SELECTED TEXT

◆ ◆ ◆ ◆ ◆

The Arab revolt of 2010-11 has spread with intense speed and magnitude. A protest that began in the provincial Tunisian town of Sidi Bouzid in mid-December 2010 has in under three months become a wave of rebellion that has deposed two presidents; stretches from Morocco to Iraqi Kurdistan; has revived the fires of the Iranian opposition; and continues to burn in Bahrain, Libya, Yemen, and beyond.
This remarkable regional phenomenon has inspired a search for precedents. It has been compared to the great revolutionary wave in Europe in 1848 with its “springtime of nations”, and to 1989 and the liberation of east-central Europe (the “Arab spring”); as well as explained with reference to the techniques of communication used by activists (the “facebook” or “twitter” revolution).
These parallels and elements have limited force, however. The events of 1989 in eastern Europe were unique in that they accomplished the “undoing” of the 1917 revolution and (over the next two years) sparked several revolutions in one: the implosion of a system (the command economy), the fall of an empire (the Warsaw pact), the withering of a state (the Soviet Union) and the collapse of a global ideology (Soviet communism).

◆ ◆ ◆ ◆ ◆

(Rows from a box-labeling dataset)
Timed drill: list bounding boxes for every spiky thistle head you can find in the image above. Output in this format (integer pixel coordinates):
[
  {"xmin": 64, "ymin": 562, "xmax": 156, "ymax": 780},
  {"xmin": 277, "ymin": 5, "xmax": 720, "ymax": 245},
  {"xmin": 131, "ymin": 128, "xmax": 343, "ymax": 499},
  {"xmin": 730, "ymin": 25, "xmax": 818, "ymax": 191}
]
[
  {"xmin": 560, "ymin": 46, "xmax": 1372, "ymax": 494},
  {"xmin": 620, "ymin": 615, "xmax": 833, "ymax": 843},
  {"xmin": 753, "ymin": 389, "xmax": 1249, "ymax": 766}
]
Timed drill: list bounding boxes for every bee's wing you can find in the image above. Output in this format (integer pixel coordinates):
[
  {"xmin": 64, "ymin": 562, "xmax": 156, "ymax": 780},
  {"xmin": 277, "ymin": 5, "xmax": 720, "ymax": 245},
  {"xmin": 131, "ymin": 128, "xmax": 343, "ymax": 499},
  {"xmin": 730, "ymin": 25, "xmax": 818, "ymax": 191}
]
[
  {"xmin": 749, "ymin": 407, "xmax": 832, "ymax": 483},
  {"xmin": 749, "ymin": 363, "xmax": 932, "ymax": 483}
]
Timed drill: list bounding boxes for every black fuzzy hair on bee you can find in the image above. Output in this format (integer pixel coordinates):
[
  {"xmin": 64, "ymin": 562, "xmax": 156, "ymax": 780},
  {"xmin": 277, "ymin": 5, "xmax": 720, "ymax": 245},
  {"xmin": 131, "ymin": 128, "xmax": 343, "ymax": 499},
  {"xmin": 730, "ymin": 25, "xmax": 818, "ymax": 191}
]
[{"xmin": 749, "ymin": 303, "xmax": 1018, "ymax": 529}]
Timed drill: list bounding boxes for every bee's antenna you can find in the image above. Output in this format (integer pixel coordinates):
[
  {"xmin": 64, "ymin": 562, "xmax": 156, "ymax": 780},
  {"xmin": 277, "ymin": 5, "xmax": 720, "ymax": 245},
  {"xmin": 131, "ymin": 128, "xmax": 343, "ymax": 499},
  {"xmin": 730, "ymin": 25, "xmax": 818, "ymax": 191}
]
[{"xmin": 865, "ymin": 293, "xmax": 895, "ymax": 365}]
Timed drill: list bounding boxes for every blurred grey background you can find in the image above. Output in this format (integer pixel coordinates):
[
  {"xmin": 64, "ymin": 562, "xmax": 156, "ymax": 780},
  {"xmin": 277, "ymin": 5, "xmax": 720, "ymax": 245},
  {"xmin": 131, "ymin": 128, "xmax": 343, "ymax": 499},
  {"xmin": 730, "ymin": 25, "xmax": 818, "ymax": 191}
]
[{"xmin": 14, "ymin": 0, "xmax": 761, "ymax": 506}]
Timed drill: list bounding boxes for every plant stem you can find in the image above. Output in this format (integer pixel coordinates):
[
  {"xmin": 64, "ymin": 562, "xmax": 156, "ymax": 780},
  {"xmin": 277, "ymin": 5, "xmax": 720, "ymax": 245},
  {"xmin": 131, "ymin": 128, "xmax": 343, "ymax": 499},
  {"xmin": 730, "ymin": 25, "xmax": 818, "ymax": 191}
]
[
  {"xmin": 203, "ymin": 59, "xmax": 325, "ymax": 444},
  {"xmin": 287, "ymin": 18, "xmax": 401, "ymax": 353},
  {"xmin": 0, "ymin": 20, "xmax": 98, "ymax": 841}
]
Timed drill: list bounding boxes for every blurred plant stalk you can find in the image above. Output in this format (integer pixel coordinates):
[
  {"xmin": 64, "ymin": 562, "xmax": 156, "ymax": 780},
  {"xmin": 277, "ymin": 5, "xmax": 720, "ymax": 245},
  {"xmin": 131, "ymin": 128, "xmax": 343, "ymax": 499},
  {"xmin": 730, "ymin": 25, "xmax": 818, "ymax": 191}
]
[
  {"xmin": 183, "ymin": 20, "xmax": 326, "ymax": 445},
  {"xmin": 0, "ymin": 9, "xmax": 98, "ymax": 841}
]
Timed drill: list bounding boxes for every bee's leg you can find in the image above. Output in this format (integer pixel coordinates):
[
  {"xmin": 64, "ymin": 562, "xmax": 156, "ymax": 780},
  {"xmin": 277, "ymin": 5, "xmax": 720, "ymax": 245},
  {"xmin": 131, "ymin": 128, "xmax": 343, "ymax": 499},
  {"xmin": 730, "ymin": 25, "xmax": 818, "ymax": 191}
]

◆ ◆ ◆ ◆ ◆

SHORT TASK
In the passage on the Arab revolt, start at "This remarkable regional" and end after "ideology (Soviet communism).", and write that stretch out again, substituting "striking" for "remarkable".

ANSWER TO THE EXERCISE
This striking regional phenomenon has inspired a search for precedents. It has been compared to the great revolutionary wave in Europe in 1848 with its “springtime of nations”, and to 1989 and the liberation of east-central Europe (the “Arab spring”); as well as explained with reference to the techniques of communication used by activists (the “facebook” or “twitter” revolution).
These parallels and elements have limited force, however. The events of 1989 in eastern Europe were unique in that they accomplished the “undoing” of the 1917 revolution and (over the next two years) sparked several revolutions in one: the implosion of a system (the command economy), the fall of an empire (the Warsaw pact), the withering of a state (the Soviet Union) and the collapse of a global ideology (Soviet communism).